═════ Data provided

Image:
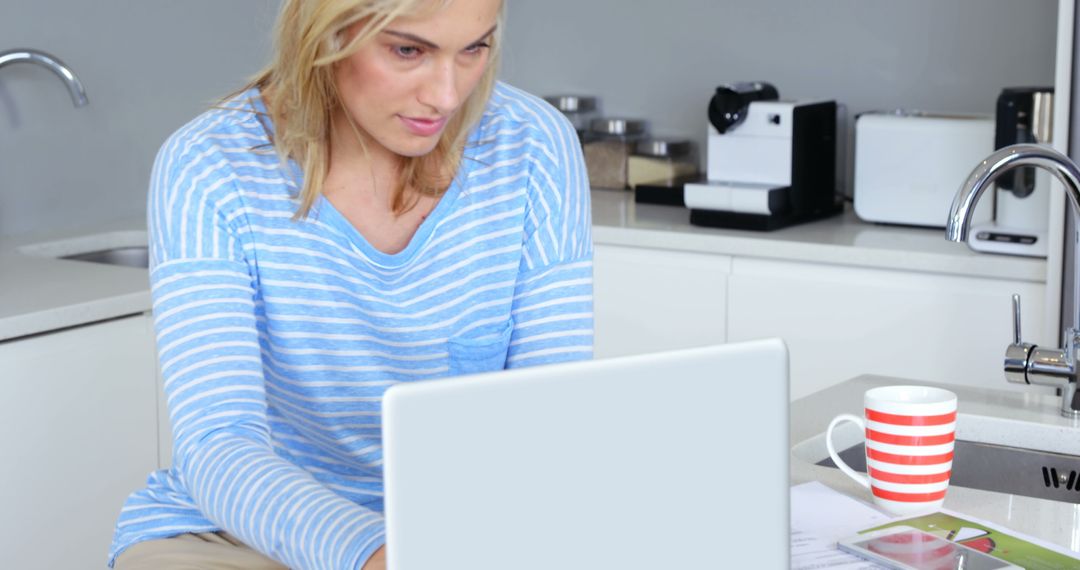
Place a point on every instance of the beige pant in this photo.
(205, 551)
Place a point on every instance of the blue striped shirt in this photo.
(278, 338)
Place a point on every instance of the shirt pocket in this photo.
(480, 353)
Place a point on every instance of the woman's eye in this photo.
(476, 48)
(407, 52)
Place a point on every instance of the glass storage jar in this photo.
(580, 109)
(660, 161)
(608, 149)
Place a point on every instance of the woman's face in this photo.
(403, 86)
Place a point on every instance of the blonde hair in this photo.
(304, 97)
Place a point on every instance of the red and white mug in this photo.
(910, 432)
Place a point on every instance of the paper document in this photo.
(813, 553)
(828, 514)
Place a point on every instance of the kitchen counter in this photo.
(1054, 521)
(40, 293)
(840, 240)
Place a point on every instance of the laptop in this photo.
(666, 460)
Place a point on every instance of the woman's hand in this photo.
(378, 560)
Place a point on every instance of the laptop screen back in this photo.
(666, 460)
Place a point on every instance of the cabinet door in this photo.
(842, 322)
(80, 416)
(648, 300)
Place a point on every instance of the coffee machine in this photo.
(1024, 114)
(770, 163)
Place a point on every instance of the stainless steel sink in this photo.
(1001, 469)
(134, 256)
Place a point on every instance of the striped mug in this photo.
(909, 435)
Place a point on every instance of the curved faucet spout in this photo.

══════════
═════ Data provided

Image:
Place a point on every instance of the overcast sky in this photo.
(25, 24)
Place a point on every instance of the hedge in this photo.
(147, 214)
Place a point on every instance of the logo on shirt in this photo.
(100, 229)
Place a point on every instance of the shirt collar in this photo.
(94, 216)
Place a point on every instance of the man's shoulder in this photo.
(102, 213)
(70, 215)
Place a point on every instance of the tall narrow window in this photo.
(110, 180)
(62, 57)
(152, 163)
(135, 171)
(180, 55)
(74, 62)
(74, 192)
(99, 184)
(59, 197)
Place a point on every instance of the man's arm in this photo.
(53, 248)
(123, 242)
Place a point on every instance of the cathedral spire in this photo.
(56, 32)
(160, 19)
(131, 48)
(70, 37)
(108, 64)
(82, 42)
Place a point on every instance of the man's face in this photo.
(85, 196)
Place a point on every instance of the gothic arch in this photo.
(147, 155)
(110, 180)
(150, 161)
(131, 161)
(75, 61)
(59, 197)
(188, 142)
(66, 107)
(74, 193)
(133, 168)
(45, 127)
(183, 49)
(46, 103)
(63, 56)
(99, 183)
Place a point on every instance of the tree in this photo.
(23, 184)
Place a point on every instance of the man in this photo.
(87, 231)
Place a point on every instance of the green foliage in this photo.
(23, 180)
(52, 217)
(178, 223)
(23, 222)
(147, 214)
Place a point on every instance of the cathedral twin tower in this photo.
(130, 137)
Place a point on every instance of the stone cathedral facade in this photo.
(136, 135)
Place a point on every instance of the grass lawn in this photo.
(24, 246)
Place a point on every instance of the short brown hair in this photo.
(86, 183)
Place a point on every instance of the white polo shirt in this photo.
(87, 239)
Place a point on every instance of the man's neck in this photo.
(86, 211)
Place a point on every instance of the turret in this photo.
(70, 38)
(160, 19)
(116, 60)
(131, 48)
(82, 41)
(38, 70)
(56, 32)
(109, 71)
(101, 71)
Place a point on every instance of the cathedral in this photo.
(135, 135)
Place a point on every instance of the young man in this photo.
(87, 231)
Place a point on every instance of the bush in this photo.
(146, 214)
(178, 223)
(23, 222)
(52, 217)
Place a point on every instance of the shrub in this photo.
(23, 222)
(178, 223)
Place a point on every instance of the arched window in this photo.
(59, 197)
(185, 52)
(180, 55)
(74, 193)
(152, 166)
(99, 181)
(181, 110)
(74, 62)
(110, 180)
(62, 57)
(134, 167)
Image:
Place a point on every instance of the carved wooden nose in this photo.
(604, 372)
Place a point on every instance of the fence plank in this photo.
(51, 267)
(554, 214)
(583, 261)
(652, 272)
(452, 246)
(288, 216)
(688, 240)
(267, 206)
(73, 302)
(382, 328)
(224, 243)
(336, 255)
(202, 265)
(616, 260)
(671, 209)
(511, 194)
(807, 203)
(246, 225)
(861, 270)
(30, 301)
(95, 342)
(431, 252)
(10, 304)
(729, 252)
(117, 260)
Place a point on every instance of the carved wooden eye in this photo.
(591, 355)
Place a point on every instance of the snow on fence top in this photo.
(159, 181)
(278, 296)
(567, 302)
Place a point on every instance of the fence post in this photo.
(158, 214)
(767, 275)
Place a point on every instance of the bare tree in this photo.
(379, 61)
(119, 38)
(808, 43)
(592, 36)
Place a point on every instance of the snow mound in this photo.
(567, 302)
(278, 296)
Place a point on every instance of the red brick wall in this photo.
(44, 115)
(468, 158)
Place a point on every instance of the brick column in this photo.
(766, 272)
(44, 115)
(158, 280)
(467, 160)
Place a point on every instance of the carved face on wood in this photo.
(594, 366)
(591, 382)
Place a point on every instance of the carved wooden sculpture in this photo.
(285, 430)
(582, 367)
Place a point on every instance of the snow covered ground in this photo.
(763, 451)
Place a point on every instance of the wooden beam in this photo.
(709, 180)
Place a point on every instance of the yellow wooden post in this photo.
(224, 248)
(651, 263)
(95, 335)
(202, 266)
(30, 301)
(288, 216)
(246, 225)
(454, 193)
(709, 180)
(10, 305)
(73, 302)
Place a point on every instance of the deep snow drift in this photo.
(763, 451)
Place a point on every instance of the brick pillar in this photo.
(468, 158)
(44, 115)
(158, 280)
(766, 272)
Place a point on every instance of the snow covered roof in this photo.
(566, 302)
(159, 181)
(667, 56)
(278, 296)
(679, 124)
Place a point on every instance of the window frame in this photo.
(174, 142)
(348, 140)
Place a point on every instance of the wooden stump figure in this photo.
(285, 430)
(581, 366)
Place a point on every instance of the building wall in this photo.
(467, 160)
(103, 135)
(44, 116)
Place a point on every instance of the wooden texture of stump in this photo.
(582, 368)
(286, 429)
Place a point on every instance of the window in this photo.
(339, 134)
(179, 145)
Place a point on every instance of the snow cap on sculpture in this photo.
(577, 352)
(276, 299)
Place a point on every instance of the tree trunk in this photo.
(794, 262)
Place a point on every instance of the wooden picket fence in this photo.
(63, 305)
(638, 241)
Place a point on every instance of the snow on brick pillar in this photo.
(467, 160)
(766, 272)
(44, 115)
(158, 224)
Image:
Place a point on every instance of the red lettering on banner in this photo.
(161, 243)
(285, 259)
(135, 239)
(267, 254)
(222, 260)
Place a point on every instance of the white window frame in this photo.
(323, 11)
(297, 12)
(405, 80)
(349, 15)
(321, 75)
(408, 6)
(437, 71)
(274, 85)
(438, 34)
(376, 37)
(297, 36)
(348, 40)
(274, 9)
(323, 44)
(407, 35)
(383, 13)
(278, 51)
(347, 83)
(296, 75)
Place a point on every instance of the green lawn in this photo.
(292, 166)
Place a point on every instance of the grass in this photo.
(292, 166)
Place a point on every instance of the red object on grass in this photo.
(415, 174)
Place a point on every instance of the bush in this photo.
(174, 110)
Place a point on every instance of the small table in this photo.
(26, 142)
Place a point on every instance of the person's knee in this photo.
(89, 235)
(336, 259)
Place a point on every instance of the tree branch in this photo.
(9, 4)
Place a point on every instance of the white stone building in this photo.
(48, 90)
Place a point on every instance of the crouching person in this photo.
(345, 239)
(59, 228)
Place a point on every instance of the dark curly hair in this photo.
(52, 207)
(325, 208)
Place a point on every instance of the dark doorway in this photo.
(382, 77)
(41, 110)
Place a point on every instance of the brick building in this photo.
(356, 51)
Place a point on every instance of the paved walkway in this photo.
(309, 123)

══════════
═════ Data provided

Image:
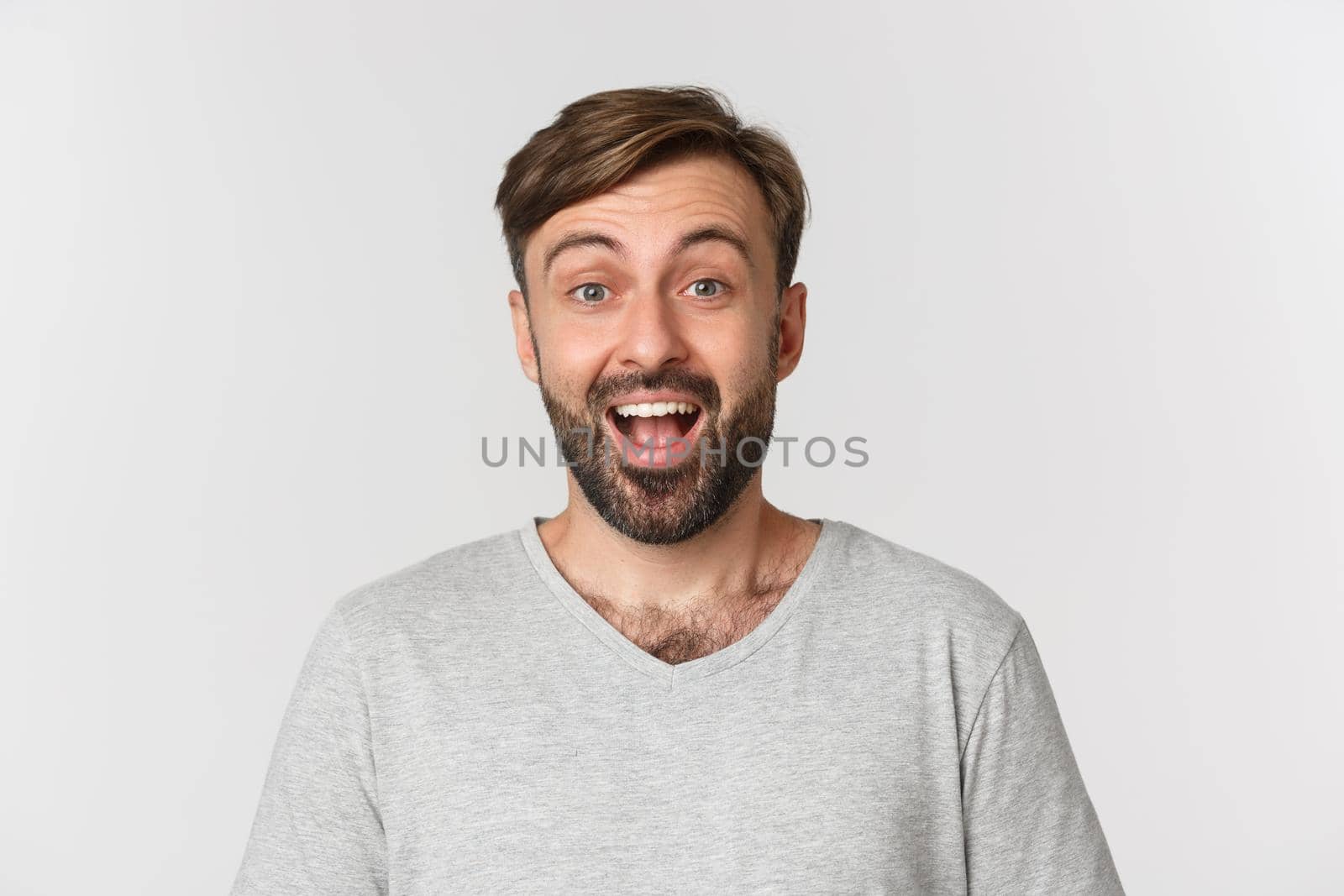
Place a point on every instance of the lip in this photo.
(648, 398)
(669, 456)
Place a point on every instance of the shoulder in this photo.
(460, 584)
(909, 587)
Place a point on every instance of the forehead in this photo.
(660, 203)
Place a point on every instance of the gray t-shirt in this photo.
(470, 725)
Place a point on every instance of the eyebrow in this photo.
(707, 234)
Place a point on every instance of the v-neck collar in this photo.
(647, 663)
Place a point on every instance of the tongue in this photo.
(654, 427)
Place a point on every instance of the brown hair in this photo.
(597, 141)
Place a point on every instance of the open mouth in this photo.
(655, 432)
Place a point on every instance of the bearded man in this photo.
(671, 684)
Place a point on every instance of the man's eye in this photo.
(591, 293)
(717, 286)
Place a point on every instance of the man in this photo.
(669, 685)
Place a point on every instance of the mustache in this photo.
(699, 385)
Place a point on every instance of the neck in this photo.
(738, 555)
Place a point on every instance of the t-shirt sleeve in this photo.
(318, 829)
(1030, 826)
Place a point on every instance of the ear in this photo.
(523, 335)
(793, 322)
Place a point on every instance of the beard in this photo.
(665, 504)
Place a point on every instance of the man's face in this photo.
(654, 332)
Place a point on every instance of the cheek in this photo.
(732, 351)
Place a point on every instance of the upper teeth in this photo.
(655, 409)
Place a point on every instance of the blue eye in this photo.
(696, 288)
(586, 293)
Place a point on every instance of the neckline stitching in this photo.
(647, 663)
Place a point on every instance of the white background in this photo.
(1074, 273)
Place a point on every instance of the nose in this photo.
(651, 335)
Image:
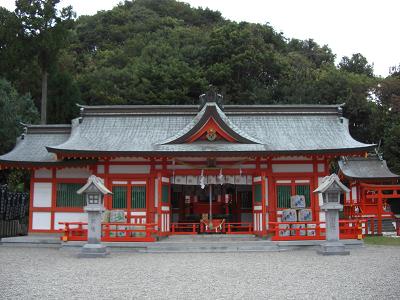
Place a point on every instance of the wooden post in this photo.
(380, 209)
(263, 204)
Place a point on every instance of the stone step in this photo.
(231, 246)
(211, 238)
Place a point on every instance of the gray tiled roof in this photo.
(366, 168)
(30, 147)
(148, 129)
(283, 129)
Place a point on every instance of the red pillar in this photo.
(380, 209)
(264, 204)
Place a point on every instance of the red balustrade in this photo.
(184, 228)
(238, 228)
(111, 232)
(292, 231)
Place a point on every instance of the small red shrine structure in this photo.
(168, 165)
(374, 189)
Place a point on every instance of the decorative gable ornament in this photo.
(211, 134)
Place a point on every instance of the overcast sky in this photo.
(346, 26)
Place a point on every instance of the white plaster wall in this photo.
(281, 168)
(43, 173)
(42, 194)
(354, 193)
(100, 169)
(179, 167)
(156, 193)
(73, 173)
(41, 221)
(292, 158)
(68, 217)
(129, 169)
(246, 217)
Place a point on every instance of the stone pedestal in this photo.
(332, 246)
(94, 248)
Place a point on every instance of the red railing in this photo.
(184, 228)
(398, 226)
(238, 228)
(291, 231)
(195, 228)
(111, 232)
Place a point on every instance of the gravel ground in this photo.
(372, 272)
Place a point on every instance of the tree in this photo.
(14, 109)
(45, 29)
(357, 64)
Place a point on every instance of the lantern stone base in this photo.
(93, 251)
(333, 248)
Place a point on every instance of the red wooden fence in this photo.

══════════

_Exercise_
Reproduce, word for word and in full, only the lines above that start at the line with "Place a point on every instance of the red pillar" and run through the line with "Place a point on every instance of the red wooden", both ends included.

_Output of the task_
Place a point on every instance of the red pillar in this photo.
(380, 209)
(264, 204)
Place a point on every instance of the red balustrade in this photo.
(184, 228)
(238, 228)
(111, 232)
(292, 231)
Place a point on every instance of the small red shrine structure in this photo.
(168, 165)
(374, 189)
Place a point on every instance of the decorative gable ornament in this photo.
(211, 134)
Place a point on every instance of the overcast sky in this photo.
(346, 26)
Place a point on every instance of the white plaster wall in this photo.
(281, 168)
(43, 173)
(42, 194)
(354, 193)
(100, 169)
(179, 167)
(156, 193)
(73, 173)
(41, 221)
(292, 158)
(68, 217)
(129, 169)
(246, 217)
Place a point on every instance of the stone pedestal in this photo.
(332, 246)
(94, 248)
Place a point on every instance of the red railing in this photo.
(184, 228)
(398, 226)
(238, 228)
(291, 231)
(195, 228)
(111, 232)
Place a point on every instance of the gravel ground in this photo.
(372, 272)
Place a point on every instance of the tree in this photo.
(14, 109)
(45, 29)
(357, 64)
Place a point on every instance of the lantern stone base in this photo.
(93, 251)
(333, 248)
Place a point on every instance of the red wooden fence in this photo.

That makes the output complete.